* **Texte**:
De même, lorsque les familles ont été séparées trop longtemps, les différences de vécus pendant les
années de séparation, les difficultés de la vie quotidienne en France, les espoirs déçus, etc.
deviennent des sources de conflits à l’occasion de retrouvailles pourtant tant attendues. La partie de
la famille restée au pays a eu, elle aussi, à souffrir le plus souvent de harcèlement voire bien pire, de
représailles directes causées, par exemple, par la fuite du chef de famille.
Il leur est le plus souvent impossible de parler de ces mauvais traitements pour de multiples raisons,
la principale étant que le secret devient la règle de fonctionnement de la famille. Et comment ne pas
essayer de faire de son mieux pour essayer, croire avoir réussi à faire son « travail » : protéger ses
enfants ?
Un exemple patent de cette impossibilité à admettre que les enfants puissent être englobés dans la
sphère des victimes me fut présenté par une mère, visiblement souffrant d’un syndrome dissociatif
majeur. Elle avait, révéla-t-elle, été violée par cinq militaires.
- Heureusement, ajouta-t-elle, les enfants n’ont rien vu.
Je demandai à voir les enfants. Le premier fut le fils de 11 ans, gamin jovial. Après avoir répété
plusieurs fois, la casquette vissée de travers « à la mode » sur la tête : "Tout va bien, la France c’est
super", brusquement, il enchaîna, le regard absent :
- J’ai assisté à l’amour forcé de ma mère. Il devait répéter cette phrase terrible plusieurs fois, sans
s’interrompre, sans pause.
Il s'était visiblement soulagé d'un poids. Une fois apaisé, il ajouta qu'il en faisait des cauchemars.
Dans cette séance particulièrement poignante, j'évitai de lui faire revisiter ce souvenir.
Nouvel entretien avec la mère. Évoquant le viol, elle expliquait à nouveau que ses enfants n’avaient
rien vu.
-Ils étaient où les enfants pendant que vous étiez ainsi torturée ?
- Je les avais cachés sous le lit…
Ils n’avaient sans doute pas vu la série des viols dans leur abjecte crudité. Mais ils en avaient quand
même vu et entendu assez.

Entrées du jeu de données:
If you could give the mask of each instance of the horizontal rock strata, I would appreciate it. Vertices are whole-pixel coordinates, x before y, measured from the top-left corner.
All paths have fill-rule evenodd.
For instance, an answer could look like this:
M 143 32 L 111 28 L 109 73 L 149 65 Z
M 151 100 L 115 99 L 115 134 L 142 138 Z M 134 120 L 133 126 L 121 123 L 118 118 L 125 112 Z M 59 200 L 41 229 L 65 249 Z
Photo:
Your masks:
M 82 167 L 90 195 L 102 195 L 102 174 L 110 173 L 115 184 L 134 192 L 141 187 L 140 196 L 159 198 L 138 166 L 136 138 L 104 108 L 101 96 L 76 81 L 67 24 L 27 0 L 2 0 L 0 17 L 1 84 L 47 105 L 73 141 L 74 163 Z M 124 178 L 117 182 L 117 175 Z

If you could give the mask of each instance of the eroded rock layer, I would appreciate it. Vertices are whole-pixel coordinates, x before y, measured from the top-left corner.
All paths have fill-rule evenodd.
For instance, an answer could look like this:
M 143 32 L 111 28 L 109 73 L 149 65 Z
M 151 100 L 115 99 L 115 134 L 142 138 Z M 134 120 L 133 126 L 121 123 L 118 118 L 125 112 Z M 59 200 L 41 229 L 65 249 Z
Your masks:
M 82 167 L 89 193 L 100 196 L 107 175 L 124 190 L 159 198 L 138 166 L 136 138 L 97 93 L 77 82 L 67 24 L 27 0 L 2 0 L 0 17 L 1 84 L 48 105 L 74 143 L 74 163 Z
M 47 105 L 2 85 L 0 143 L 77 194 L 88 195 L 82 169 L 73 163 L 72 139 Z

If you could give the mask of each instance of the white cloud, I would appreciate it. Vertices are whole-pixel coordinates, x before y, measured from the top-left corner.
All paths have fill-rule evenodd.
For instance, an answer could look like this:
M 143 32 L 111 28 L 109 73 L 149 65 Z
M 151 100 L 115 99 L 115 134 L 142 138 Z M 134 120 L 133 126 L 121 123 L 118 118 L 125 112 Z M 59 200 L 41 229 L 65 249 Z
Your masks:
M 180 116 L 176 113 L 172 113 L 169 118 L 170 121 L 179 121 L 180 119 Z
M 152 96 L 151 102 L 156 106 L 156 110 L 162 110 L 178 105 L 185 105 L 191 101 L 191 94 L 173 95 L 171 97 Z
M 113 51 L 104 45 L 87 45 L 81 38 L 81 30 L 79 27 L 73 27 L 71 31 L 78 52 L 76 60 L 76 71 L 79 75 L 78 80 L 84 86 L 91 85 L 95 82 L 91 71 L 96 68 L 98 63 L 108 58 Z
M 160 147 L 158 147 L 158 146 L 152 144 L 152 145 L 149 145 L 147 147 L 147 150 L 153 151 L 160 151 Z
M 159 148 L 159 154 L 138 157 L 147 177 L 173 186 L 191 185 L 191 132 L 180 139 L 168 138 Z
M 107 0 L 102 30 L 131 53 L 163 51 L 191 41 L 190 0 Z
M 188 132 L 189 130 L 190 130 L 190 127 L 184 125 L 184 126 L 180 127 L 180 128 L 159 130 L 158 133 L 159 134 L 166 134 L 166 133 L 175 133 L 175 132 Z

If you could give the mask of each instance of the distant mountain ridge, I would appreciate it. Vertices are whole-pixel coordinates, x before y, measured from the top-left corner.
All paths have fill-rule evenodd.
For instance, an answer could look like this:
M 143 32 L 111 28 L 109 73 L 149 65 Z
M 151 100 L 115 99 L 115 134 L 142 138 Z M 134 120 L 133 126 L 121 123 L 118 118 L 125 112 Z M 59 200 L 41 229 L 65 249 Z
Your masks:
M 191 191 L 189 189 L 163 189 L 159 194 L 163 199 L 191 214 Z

* **Consigne**: Pouvez-vous imprimer tel quel le passage du texte compris entre « Je demandai à » et « s’interrompre, sans pause. », ces deux bornes incluses ?

* **Solution proposée**:
Je demandai à voir les enfants. Le premier fut le fils de 11 ans, gamin jovial. Après avoir répété
plusieurs fois, la casquette vissée de travers « à la mode » sur la tête : "Tout va bien, la France c’est
super", brusquement, il enchaîna, le regard absent :
- J’ai assisté à l’amour forcé de ma mère. Il devait répéter cette phrase terrible plusieurs fois, sans
s’interrompre, sans pause.